*TASK INSTRUCTIONS*: Copy out every line of the listing that contains the word "jacket".

*GIVEN DATA*:
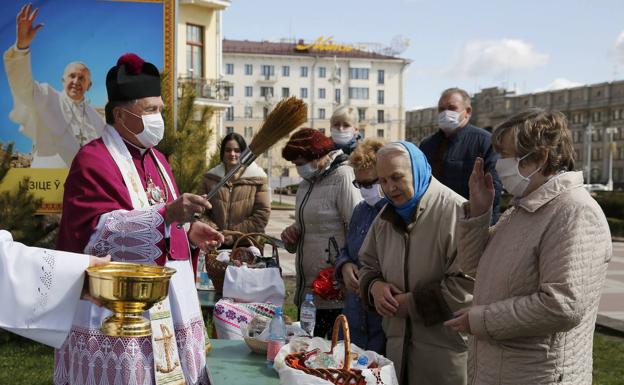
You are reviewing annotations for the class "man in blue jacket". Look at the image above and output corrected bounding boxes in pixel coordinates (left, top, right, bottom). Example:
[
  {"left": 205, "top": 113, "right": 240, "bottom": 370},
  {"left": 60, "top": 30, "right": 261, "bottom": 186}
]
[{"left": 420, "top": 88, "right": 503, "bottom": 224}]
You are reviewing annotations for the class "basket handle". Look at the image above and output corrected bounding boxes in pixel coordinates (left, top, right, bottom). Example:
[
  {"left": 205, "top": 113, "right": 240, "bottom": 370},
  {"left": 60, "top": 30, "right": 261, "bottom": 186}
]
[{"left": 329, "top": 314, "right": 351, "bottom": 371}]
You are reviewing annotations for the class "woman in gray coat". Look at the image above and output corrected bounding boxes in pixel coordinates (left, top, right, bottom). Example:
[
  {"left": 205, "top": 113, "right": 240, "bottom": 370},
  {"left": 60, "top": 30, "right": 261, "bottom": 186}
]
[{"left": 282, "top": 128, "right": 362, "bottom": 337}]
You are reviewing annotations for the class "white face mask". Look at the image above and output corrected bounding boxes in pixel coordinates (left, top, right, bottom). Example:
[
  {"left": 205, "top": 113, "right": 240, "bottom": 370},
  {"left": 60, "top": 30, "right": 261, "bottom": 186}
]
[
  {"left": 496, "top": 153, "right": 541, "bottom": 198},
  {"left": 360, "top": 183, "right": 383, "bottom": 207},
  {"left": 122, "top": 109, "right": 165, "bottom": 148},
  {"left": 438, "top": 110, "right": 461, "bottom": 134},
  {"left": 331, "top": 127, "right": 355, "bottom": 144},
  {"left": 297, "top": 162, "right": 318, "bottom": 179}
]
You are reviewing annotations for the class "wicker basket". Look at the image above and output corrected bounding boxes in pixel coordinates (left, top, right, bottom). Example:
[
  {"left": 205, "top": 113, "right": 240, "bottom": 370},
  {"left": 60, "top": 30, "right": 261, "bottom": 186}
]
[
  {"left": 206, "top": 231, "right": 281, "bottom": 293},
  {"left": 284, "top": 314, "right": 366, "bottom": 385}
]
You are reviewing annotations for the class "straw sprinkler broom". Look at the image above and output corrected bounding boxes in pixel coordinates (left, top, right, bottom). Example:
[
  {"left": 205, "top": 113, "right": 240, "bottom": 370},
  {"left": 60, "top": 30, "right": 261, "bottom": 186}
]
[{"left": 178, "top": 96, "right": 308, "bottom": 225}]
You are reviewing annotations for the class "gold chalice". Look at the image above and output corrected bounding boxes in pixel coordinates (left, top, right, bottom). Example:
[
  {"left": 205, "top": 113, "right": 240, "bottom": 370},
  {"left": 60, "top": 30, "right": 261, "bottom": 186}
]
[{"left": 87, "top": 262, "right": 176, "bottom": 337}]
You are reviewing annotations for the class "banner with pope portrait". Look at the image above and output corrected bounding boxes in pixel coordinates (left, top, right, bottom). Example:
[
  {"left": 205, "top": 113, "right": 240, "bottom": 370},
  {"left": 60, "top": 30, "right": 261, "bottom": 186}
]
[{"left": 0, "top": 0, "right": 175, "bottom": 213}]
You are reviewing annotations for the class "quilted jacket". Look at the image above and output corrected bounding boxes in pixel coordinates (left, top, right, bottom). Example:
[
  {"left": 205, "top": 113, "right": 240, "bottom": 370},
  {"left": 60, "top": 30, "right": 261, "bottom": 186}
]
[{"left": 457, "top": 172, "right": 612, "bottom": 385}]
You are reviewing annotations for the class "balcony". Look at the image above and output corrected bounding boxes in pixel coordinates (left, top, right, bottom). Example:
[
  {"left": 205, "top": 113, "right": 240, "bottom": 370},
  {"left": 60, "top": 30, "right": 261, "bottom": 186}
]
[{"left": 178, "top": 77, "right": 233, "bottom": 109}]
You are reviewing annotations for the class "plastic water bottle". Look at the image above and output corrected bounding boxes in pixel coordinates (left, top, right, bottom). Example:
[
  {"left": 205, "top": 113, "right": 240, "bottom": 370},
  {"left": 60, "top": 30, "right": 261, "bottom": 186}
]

*WORKED SOLUTION*:
You are reviewing annotations for the class "man in blue jacket". Look at the image above and output corrected bounding boxes in pixel coordinates (left, top, right, bottom). Example:
You are reviewing annotations for the class "quilted jacket". Look at the image above and output corrected bounding boxes in pixel coordinates (left, top, right, bottom). Example:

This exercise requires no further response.